* _What this task involves_: Copy all of the data below without altering a single line.

BEGIN Extracted records

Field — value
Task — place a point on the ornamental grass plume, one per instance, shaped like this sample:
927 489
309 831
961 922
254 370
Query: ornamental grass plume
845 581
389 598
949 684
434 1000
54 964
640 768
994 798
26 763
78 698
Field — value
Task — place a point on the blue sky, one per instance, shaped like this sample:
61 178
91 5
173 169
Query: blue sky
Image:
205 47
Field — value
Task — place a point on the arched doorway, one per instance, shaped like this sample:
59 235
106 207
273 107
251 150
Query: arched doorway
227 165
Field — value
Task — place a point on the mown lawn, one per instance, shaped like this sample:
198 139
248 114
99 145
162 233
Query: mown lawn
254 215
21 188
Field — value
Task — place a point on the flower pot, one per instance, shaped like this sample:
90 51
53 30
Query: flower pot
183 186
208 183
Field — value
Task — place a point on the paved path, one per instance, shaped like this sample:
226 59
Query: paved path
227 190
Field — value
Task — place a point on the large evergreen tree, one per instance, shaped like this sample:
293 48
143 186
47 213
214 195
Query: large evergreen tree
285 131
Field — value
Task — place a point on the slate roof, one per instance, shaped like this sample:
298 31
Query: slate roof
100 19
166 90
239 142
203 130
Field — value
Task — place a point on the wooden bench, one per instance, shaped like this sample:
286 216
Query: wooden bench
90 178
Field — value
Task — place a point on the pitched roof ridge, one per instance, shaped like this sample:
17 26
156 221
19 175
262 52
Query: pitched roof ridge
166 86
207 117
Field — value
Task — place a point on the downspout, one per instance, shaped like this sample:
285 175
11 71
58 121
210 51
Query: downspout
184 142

END Extracted records

* _Written answer_:
Field — value
Task — place a point on the ornamental grass plume, one per instance, shaped like this sample:
927 489
309 831
961 922
254 370
Query: ornamental grass plume
845 581
389 598
949 684
434 1000
54 964
640 768
994 798
26 763
78 698
Field — value
Task — place a point on the blue sky, one per instance, shaped like this sample:
61 178
91 5
173 169
Query: blue sky
Image:
205 47
Field — value
Task — place a point on the arched doorway, one per instance, shaped like this sample:
59 235
106 207
273 107
251 150
Query: arched doorway
227 165
Field — value
Task — place a point on the mown lawn, one per instance, shaped like this sample:
198 139
248 114
99 145
162 233
Query: mown lawn
254 215
21 188
Field — value
Task — place a point on the flower pot, one per instance, shaped like this sample:
90 51
53 30
Query: flower pot
183 186
208 183
Field — value
Task — place a point on the paved path, one per instance, shaped like this sample:
226 59
Query: paved path
227 190
Field — value
Task — place a point on the large evergreen tree, one per instance, shaped like this sample:
293 48
143 186
47 213
214 195
Query: large evergreen tree
285 131
Field — value
Task — place a point on the slate roof, one per instance, shaped like this sample:
298 31
Query: slate roof
100 19
166 90
239 142
203 130
Field — value
Task — place a point on the wooden bench, one per instance, shaped like this sample:
286 216
Query: wooden bench
90 178
Field — value
Task — place a point on the pitched roof ridge, one per instance, shaped like this sample:
17 26
156 221
19 175
262 52
Query: pitched roof ridge
166 86
207 117
Field — value
Task — place a point on the downspout, one per instance, shaped like this sample:
285 175
11 71
58 121
210 51
Query: downspout
184 142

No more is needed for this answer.